[Records contained in a dataset]
===============

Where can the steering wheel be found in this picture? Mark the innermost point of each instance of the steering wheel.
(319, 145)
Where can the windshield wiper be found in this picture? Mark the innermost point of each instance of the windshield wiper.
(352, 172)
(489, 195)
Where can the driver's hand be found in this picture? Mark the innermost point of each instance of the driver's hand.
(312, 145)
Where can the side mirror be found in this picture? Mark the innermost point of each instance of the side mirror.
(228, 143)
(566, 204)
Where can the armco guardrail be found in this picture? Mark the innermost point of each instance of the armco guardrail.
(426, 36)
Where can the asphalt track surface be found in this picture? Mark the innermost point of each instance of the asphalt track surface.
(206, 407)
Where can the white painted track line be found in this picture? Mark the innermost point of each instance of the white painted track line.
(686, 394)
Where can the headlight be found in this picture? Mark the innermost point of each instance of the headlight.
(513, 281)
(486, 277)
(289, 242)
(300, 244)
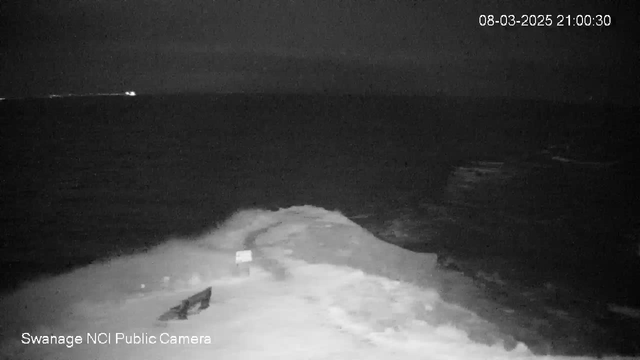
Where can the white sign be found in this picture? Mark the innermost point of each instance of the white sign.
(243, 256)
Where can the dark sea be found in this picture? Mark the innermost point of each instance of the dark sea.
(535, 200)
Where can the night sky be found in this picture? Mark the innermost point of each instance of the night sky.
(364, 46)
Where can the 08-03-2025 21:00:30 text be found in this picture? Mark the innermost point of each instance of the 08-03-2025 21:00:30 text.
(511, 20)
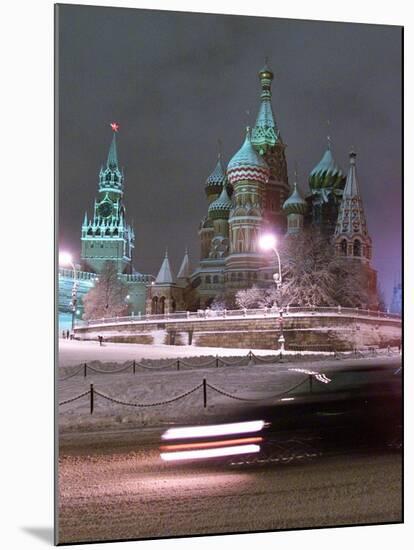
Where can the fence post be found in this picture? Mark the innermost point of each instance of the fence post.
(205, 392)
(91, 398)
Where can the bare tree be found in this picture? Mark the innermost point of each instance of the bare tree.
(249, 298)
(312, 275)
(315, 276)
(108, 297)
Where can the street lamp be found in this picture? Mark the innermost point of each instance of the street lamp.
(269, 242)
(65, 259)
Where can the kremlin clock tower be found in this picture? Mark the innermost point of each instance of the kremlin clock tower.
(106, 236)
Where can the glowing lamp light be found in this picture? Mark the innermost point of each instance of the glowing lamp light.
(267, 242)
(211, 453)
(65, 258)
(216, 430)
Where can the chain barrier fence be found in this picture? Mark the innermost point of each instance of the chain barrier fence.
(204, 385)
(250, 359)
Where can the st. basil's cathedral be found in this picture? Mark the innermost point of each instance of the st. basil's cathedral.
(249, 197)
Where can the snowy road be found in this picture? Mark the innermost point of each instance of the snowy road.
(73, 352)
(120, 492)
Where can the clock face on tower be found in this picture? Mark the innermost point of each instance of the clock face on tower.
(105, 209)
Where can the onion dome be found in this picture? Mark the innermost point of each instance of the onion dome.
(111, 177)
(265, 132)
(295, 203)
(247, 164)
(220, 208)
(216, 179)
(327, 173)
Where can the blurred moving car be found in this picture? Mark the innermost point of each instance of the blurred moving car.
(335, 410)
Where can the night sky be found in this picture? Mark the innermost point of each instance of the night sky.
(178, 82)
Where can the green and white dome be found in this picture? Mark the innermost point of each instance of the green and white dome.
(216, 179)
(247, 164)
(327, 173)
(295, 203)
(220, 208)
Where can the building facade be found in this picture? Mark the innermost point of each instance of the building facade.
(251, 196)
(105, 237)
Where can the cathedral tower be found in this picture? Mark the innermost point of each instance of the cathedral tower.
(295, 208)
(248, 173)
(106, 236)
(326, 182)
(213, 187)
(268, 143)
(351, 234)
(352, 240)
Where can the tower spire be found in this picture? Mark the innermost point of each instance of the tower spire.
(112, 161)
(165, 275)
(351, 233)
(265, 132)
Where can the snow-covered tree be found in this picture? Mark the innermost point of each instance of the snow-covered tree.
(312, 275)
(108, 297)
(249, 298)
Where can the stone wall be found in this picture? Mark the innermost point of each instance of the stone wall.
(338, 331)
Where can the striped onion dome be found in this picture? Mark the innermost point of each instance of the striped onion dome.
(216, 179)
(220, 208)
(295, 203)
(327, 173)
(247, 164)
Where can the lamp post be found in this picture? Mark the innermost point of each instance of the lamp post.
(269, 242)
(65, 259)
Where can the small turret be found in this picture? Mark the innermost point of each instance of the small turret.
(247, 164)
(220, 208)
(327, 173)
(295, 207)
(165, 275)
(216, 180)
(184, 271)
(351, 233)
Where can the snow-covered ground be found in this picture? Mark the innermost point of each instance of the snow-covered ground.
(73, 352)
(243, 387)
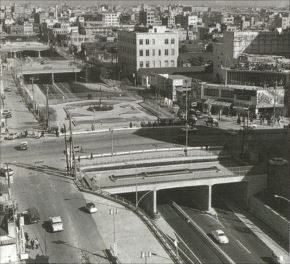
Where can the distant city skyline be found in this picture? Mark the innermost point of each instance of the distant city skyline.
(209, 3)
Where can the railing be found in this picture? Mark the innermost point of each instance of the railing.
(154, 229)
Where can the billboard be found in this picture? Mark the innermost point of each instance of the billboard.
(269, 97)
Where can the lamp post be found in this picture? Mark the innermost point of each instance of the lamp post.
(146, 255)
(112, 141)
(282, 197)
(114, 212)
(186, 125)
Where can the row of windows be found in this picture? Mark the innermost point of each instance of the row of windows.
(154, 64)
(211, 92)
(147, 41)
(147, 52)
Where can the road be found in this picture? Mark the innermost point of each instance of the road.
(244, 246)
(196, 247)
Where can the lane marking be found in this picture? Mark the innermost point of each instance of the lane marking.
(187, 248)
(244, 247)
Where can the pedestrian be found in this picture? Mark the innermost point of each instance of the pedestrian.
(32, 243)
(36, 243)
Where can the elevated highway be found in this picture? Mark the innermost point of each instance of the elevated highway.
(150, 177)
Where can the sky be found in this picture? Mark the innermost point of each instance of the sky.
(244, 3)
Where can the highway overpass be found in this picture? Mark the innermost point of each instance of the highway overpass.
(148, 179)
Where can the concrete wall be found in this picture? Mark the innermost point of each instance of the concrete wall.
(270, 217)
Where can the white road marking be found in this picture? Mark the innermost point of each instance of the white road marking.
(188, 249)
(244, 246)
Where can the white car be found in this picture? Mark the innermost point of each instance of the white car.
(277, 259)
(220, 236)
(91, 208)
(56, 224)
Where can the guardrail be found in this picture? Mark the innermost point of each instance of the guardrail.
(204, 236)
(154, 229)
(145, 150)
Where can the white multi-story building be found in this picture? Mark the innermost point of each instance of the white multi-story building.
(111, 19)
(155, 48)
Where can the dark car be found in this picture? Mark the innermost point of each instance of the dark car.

===============

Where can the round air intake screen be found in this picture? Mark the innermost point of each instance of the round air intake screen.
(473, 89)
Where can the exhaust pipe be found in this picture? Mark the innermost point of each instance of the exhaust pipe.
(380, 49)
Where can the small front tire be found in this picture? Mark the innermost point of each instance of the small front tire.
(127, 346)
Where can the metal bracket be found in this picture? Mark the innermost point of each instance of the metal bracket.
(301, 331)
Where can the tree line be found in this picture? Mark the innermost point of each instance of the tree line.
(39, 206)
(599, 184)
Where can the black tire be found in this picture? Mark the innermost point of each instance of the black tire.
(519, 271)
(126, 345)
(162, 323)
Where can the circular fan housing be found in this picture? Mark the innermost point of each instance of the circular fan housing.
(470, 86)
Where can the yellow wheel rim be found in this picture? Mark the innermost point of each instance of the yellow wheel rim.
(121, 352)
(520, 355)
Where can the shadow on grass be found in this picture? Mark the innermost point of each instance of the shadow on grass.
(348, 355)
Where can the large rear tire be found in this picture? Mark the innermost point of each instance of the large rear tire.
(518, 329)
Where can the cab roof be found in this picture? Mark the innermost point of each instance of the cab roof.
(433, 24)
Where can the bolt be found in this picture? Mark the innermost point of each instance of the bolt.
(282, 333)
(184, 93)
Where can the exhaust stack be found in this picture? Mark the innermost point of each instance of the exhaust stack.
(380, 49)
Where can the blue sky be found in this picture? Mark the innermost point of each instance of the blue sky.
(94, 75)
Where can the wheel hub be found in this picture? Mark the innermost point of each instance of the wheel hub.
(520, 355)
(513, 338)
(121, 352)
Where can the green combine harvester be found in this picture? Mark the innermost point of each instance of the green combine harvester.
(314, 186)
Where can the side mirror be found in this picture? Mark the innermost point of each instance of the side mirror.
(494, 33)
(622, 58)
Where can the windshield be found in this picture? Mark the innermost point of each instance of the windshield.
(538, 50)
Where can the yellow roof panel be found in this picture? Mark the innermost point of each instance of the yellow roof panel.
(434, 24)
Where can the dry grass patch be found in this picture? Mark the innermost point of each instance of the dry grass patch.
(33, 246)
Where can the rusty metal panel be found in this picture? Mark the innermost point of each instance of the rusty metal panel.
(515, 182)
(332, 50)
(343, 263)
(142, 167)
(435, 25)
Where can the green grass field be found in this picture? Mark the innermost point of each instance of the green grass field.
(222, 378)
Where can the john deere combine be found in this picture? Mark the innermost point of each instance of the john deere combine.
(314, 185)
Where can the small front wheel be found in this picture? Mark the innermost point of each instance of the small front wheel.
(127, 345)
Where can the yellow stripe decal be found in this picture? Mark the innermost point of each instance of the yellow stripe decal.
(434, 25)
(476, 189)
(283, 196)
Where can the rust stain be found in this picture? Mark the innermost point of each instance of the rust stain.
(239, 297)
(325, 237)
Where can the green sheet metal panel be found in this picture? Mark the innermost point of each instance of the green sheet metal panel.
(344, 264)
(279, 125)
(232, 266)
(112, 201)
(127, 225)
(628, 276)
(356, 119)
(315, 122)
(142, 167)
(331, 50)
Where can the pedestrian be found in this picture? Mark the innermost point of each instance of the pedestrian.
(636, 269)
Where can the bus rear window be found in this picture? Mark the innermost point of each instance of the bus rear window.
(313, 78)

===============

EXERCISE REQUIREMENTS: All that should be written out is the stretch of lines above between the one holding "Where can the concrete" and the one holding "Where can the dark car", inclusive, exactly as given.

REPLY TO THE TASK:
Where can the concrete wall be found in this picture? Mark the innermost point of each instance of the concrete wall.
(270, 217)
Where can the white road marking be found in this picture? Mark the innermost point of each instance of the white road marking.
(188, 249)
(244, 246)
Where can the white car be found in this picture? Mark the innermost point of each instance of the white car.
(277, 259)
(220, 236)
(91, 208)
(56, 224)
Where can the guardrail be found in this picture? Mark the innermost point of each instance of the guardrail.
(204, 236)
(154, 229)
(145, 150)
Where can the white multi-story building be found in this picture? Mark the innermost point of each instance of the white multi-story building.
(111, 19)
(155, 48)
Where can the dark car be found in this picture? Mark the innermost point of each instance of the dark car.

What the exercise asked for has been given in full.